> **Records to process**
┄┄┄┄┄┄

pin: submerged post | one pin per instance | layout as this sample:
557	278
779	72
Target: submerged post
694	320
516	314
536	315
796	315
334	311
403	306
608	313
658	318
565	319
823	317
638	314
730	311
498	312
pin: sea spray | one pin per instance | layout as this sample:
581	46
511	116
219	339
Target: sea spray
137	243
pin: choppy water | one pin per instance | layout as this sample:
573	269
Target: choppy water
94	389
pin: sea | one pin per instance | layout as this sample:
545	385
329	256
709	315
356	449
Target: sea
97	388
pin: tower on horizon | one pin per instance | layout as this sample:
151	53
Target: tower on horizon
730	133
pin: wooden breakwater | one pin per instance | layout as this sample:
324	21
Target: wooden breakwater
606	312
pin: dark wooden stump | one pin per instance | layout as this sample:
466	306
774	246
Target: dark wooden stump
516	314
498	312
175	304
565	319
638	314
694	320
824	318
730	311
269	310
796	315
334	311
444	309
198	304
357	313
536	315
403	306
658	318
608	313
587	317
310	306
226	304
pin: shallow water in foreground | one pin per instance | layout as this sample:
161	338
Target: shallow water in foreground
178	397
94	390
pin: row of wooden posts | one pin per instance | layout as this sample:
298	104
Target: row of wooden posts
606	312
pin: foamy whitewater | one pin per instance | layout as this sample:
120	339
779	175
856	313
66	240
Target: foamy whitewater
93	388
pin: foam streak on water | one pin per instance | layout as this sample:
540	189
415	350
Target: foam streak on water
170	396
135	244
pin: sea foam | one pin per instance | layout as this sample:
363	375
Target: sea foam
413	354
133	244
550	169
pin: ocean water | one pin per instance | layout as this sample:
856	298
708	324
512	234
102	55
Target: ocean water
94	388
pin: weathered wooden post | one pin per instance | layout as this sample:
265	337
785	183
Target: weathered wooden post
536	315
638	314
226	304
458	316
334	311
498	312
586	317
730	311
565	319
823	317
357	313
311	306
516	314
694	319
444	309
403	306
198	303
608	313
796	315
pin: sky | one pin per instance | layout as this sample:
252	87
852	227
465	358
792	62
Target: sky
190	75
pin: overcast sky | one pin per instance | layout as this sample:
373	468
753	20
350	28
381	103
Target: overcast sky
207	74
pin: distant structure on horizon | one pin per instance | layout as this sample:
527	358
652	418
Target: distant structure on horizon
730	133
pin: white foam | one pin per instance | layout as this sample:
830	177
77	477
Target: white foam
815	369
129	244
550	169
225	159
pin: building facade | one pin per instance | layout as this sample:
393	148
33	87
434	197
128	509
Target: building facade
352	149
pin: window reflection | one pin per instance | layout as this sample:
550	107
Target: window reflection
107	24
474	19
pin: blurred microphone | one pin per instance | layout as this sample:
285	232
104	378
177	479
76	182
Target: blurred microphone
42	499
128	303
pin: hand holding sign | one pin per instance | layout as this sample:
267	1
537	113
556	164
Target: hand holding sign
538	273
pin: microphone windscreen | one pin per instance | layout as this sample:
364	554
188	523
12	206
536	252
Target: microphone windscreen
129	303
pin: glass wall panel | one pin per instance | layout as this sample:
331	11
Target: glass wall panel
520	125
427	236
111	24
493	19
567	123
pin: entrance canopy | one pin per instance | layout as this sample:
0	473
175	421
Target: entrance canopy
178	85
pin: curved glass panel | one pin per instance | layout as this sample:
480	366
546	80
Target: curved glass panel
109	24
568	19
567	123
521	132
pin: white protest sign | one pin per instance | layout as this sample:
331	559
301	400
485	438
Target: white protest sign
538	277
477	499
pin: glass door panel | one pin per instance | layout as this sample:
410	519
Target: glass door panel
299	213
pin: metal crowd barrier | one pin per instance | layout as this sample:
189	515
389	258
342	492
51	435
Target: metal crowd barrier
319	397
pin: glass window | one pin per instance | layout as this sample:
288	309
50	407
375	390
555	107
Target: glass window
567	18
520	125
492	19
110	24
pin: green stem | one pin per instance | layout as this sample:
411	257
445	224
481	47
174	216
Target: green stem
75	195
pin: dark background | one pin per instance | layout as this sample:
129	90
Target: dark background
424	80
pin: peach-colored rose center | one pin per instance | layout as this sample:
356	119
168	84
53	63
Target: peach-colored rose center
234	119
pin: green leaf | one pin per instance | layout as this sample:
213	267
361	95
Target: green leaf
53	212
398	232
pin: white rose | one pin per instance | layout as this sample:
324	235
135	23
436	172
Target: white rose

┄┄┄┄┄┄

Copy out all of the items above again, swapping "one pin per instance" for "one point for each instance" wherever it appears and leaving everything else as it is.

> **Answer to this task**
pin: submerged post | one point for each instance | layout as this sample:
557	278
779	72
Target: submerged post
694	320
516	314
536	315
796	315
334	311
403	306
608	313
658	318
565	319
823	317
638	314
730	311
498	312
pin: sea spray | one point for each instance | layout as this sample:
581	46
511	116
219	339
Target: sea spray
137	243
pin: choppy water | one point for each instance | layout as this sample:
573	269
Target: choppy water
94	389
pin: sea | one point for each instance | layout as this sample:
545	385
329	256
709	315
356	449
Target: sea
97	388
pin: tower on horizon | one point for each instance | layout as this sample:
151	53
Target: tower on horizon
730	133
pin: wooden breakwater | one point for each instance | layout as this sample:
324	21
Target: wooden breakwater
606	312
pin: dark wooden stump | one point for each instance | layout as this sample:
466	306
774	246
Target: dark wooden stump
516	314
498	312
175	304
565	319
638	314
694	320
824	318
730	311
269	310
796	315
334	311
444	309
198	304
357	313
536	315
403	306
658	318
608	313
587	317
310	306
226	304
pin: shallow water in foreground | one point for each instance | layout as this sample:
161	338
Target: shallow water in foreground
178	397
94	390
pin: row of wooden posts | one point for each instance | layout as this sample:
298	104
Target: row of wooden posts
606	312
pin: foamy whitewater | one point for each instance | layout as this sample:
120	339
779	175
856	313
66	240
Target: foamy whitewater
93	388
pin: foam streak on water | one point for each instance | layout as this sample:
540	189
415	350
Target: foam streak on water
170	396
135	244
pin: sea foam | one point for each instance | layout as this sample:
363	375
Target: sea foam
413	354
133	244
550	169
pin: ocean water | one point for each instance | layout as this sample:
856	298
708	324
512	234
102	55
Target: ocean water
94	388
pin: weathered wooden post | one point for each instance | layout as this sample:
265	337
785	183
Target: weathered wooden post
536	315
638	314
226	304
458	316
334	311
498	312
586	317
730	311
565	319
823	317
357	313
311	306
516	314
694	319
444	309
403	306
198	303
608	313
796	315
pin: sky | one point for each instance | layout as this sample:
252	87
852	227
465	358
792	62
Target: sky
190	75
pin: overcast sky | one point for each instance | layout as this sample:
373	468
753	20
350	28
381	103
Target: overcast sky
207	74
pin: distant structure on horizon | one point for each instance | layout as this sample:
527	358
652	418
Target: distant structure on horizon
730	133
pin: white foam | one point for each instance | layout as this sample:
830	177
77	477
Target: white foam
815	369
129	244
550	169
225	159
pin: building facade | one point for each instance | layout as this sample:
393	148
33	87
434	197
128	509
Target: building facade
352	149
pin: window reflection | one point for each instance | layout as this sample:
550	107
Target: window reflection
107	24
474	19
pin: blurred microphone | one point for each instance | layout as this sample:
285	232
104	378
177	479
76	182
Target: blurred microphone
42	499
128	303
pin: hand holding sign | one point for each instance | layout as this sample:
267	1
537	113
556	164
Target: hand holding sign
538	273
pin: microphone windscreen | one point for each instance | layout as this sample:
364	554
188	523
12	206
536	252
Target: microphone windscreen
129	303
pin: glass wall panel | one point for each instance | layout as this sample:
331	11
Target: glass wall panel
520	125
427	236
111	24
493	19
567	123
pin: entrance canopy | one point for each instance | layout as this sample:
0	473
175	421
Target: entrance canopy
178	85
pin: curved glass panel | one point for each instance | layout as this sample:
480	366
546	80
Target: curved glass panel
109	24
568	19
567	123
521	132
pin: white protest sign | one point for each instance | layout as this sample:
331	559
301	400
485	438
Target: white protest sign
538	277
477	499
pin: glass door panel | one point for each instance | layout as this sample:
410	519
Target: glass door panel
299	213
pin: metal crowd barrier | one point for each instance | layout as this sample:
189	515
389	258
342	492
51	435
Target: metal crowd barrier
319	397
pin: glass window | one point for each instance | layout as this sample:
288	309
50	407
375	390
555	107
Target: glass window
567	18
520	125
492	19
110	24
pin: green stem | one point for each instance | layout as this sample:
411	257
445	224
481	47
174	216
Target: green stem
75	195
pin: dark background | one point for each instance | layout as this sample:
129	90
Target: dark background
424	80
pin: peach-colored rose center | one point for each instance | layout as this sample:
356	119
168	84
53	63
Target: peach-colored rose center
234	119
pin: green leaf | one point for each instance | layout as this sample:
213	267
361	95
Target: green leaf
53	212
398	232
pin: white rose | one point for each instance | layout as this sample:
324	235
135	23
436	172
Target: white rose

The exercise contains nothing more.